## BEGIN RAW RECORDS

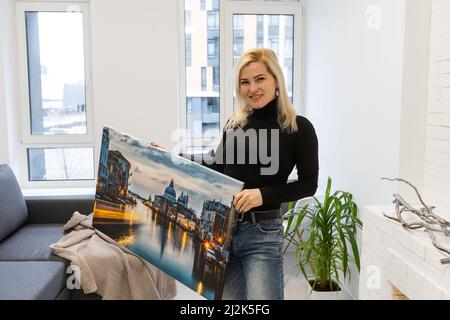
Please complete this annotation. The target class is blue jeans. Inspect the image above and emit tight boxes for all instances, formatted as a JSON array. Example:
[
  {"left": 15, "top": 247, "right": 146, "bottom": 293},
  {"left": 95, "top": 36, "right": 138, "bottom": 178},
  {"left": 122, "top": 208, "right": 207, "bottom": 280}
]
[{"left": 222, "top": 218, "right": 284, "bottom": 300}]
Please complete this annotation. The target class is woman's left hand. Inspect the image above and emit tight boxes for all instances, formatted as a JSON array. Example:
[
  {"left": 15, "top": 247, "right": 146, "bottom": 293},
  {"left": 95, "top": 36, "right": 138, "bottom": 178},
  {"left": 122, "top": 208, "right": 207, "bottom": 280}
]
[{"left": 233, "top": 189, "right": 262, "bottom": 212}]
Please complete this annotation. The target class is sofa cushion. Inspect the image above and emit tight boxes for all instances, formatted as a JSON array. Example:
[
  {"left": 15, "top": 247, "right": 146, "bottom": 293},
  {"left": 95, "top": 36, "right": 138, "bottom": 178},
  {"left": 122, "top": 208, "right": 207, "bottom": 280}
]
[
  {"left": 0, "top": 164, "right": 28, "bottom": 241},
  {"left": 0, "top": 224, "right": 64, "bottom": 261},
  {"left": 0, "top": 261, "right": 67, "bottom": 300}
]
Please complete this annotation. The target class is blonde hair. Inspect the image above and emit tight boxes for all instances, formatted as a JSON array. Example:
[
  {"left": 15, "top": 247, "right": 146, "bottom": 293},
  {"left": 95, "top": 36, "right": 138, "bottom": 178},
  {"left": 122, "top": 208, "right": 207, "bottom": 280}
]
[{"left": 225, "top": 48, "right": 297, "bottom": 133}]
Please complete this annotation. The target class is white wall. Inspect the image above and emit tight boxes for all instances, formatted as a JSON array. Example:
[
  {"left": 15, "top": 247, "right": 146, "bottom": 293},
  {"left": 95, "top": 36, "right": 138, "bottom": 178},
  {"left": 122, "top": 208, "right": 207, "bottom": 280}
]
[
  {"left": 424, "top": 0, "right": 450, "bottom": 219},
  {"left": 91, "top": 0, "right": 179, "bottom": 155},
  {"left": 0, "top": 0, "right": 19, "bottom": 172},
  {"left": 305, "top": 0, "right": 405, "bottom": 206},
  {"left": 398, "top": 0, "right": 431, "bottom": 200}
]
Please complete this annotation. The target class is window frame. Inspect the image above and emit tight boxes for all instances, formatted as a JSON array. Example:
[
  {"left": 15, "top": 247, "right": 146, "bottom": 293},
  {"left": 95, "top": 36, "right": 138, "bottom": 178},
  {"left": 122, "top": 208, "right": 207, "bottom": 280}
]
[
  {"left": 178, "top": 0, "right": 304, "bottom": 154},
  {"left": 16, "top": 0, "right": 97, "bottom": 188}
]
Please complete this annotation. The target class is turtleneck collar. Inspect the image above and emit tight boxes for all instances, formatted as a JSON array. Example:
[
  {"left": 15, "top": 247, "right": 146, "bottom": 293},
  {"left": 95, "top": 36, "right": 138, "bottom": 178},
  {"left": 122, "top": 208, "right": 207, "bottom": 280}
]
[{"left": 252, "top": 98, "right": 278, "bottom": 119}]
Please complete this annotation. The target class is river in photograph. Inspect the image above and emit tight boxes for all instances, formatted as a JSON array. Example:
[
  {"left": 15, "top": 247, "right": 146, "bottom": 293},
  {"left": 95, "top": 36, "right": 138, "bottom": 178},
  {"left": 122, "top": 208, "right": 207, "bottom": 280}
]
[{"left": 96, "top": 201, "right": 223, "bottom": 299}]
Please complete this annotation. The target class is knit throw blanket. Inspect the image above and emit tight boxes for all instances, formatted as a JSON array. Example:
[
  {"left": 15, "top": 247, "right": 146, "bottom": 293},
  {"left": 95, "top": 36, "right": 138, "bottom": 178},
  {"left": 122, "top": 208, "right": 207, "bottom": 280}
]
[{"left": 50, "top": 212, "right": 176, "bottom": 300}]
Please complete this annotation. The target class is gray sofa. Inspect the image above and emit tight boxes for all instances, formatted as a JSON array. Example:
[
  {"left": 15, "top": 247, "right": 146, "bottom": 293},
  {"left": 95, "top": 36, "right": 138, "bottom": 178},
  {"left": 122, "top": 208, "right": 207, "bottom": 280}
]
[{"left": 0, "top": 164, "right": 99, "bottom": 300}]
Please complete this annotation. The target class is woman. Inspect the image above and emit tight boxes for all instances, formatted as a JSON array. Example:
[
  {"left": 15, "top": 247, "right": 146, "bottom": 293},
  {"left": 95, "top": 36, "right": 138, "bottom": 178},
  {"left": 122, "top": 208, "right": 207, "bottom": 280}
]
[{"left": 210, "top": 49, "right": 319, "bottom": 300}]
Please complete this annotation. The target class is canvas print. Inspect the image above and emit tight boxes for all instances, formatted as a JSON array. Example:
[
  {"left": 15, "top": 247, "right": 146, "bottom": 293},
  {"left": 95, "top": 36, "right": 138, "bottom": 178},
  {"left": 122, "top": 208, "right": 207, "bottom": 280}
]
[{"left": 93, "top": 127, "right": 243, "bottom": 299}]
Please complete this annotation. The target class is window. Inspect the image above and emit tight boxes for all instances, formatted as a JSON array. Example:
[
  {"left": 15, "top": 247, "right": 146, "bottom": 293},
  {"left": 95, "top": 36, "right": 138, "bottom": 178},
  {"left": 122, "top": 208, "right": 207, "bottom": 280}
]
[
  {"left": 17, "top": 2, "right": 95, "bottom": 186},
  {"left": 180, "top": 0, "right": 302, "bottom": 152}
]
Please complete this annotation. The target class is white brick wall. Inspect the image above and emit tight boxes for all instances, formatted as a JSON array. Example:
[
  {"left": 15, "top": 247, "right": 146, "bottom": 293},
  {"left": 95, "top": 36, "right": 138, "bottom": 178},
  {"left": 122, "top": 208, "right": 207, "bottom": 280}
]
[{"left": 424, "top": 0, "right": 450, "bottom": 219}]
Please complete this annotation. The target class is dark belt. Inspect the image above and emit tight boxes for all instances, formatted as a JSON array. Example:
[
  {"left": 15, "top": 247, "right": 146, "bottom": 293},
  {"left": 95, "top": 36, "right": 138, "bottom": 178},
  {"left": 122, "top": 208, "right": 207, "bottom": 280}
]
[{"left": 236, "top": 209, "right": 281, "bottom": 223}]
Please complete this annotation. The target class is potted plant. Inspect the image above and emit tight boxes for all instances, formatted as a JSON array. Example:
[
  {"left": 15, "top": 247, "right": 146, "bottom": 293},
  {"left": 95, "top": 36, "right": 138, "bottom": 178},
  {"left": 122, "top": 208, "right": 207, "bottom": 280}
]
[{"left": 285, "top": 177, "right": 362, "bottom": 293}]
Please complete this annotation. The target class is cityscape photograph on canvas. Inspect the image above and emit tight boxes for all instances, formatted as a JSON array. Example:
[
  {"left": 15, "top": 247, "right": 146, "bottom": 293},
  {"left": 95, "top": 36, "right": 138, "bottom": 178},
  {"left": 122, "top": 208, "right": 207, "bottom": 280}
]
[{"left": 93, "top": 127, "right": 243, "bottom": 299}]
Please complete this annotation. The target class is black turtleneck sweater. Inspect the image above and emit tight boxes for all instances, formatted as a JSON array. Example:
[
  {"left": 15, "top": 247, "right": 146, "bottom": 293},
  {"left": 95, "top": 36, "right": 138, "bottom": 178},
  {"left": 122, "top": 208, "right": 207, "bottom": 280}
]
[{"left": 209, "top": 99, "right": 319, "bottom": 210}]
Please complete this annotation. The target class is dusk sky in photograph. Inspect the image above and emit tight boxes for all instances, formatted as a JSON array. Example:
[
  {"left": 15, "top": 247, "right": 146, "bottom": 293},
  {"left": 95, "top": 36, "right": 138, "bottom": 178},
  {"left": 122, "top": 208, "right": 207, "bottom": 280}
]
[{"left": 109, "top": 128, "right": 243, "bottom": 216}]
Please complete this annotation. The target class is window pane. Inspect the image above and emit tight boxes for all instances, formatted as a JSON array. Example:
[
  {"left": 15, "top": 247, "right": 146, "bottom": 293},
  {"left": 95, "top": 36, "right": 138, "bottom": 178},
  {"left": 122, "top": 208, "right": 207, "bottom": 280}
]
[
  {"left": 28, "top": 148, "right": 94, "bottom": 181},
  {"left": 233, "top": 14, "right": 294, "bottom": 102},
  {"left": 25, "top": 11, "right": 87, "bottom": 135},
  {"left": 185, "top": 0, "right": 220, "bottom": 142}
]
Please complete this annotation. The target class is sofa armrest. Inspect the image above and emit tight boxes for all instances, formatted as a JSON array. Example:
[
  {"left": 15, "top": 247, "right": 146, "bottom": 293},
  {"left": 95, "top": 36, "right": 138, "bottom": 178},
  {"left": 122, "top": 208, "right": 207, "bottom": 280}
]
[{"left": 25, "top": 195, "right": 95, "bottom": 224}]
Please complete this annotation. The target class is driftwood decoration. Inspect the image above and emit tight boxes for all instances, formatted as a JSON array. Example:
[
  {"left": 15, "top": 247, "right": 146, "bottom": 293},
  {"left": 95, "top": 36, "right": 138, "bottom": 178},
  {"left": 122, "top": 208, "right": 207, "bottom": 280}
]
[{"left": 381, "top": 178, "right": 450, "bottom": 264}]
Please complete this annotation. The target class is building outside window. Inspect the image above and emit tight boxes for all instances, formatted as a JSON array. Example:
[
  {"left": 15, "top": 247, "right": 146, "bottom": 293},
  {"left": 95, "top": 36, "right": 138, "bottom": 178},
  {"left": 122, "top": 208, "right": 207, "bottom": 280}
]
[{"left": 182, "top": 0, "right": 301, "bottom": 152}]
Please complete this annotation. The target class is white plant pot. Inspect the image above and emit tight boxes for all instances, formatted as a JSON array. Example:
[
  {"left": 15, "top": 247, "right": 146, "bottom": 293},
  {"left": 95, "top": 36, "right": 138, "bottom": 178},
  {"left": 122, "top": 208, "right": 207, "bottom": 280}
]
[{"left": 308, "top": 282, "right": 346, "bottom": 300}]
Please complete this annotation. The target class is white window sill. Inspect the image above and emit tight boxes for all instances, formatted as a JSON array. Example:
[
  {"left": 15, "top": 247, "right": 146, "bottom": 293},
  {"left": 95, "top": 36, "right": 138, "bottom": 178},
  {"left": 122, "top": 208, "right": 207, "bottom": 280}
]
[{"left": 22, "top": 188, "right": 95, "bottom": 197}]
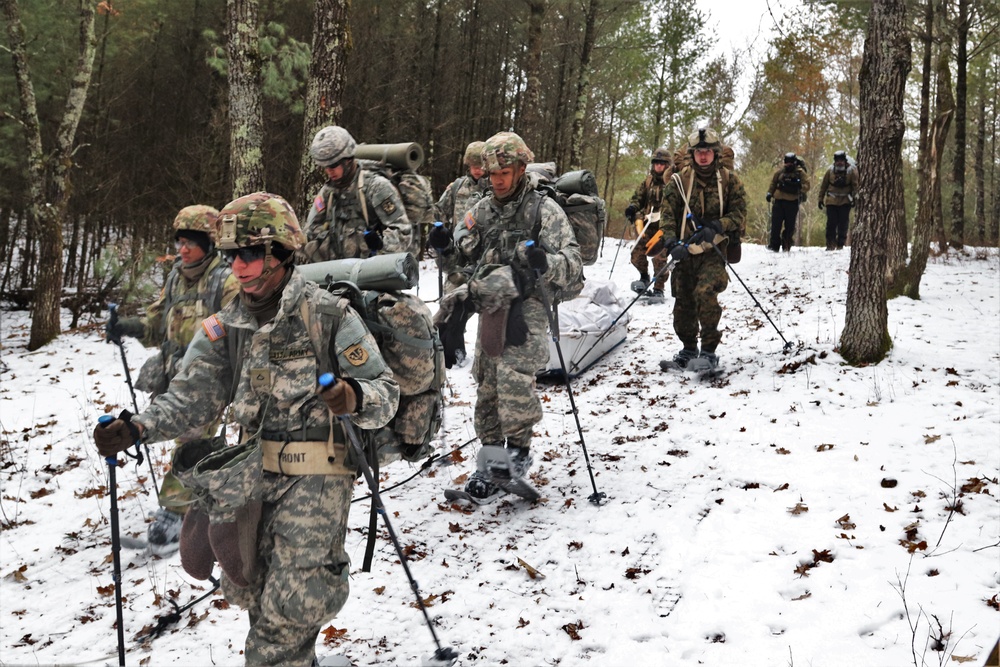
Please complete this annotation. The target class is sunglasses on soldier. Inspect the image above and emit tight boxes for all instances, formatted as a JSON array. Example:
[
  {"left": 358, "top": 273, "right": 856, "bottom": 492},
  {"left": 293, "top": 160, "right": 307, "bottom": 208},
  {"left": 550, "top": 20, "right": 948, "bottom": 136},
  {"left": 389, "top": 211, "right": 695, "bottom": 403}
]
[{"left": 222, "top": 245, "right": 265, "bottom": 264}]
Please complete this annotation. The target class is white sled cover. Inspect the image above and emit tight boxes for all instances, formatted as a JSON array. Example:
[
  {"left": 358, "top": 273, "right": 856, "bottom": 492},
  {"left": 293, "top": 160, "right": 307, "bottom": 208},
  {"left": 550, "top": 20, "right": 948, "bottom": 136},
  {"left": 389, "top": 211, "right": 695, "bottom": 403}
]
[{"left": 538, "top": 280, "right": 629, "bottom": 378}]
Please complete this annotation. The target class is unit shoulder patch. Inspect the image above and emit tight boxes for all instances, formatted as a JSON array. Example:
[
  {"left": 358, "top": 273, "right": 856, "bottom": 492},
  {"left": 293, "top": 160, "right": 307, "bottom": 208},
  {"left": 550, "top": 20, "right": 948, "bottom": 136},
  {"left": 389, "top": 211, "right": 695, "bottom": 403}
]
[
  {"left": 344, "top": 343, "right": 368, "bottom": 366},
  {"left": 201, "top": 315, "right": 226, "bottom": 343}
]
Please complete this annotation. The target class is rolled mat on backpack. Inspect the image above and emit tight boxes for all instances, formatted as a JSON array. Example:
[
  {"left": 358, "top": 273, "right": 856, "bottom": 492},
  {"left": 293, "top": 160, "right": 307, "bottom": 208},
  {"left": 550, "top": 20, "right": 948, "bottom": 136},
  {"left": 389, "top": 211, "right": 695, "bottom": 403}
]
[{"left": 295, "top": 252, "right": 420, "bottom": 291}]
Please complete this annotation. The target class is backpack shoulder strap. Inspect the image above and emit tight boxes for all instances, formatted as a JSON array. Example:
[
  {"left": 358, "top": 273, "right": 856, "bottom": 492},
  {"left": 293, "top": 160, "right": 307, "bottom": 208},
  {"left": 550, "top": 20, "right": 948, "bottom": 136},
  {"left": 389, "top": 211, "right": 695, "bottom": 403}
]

## END RAW RECORDS

## DO THIS
Copy out the lines from the one containing "Please complete this annotation. The target class is unit" through the end of the listing, both ends included, without any change.

## RESPONSE
Please complete this annotation. The target class is unit shoulder patch. Inspect the image above and emit tight boxes for all instances, formatted as a JSON array. Example:
[
  {"left": 358, "top": 273, "right": 856, "bottom": 492},
  {"left": 293, "top": 160, "right": 307, "bottom": 208},
  {"left": 550, "top": 20, "right": 948, "bottom": 136},
  {"left": 389, "top": 211, "right": 695, "bottom": 403}
]
[
  {"left": 344, "top": 343, "right": 368, "bottom": 366},
  {"left": 201, "top": 315, "right": 226, "bottom": 343}
]
Please complete this annotation. The target class is rolled mat on backpack. Inspect the image above and emit tight boxes for all instances, formatted as a JSON array. Example:
[
  {"left": 358, "top": 273, "right": 856, "bottom": 492},
  {"left": 293, "top": 160, "right": 307, "bottom": 208},
  {"left": 550, "top": 20, "right": 948, "bottom": 136},
  {"left": 389, "top": 211, "right": 695, "bottom": 403}
]
[{"left": 295, "top": 252, "right": 420, "bottom": 291}]
Please complete this annotation. The target class is backpack shoulder strap. Inspect the image above and emit tight boxes for all instances, formatted as a JSON array. Example:
[
  {"left": 358, "top": 273, "right": 856, "bottom": 492},
  {"left": 293, "top": 160, "right": 307, "bottom": 208},
  {"left": 550, "top": 20, "right": 948, "bottom": 136},
  {"left": 389, "top": 211, "right": 695, "bottom": 403}
]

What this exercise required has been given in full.